> Problem description: Give the data below again exactly as written, without its pictures.

> Source material:

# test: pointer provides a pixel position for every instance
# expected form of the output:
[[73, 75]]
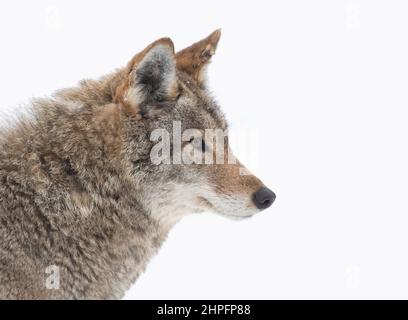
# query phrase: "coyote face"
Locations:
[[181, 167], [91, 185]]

> Written solution:
# test: pointer provides a pixel position for every instance
# expected form of the output:
[[73, 75]]
# query phrase: "coyote face"
Locations:
[[181, 167], [91, 185]]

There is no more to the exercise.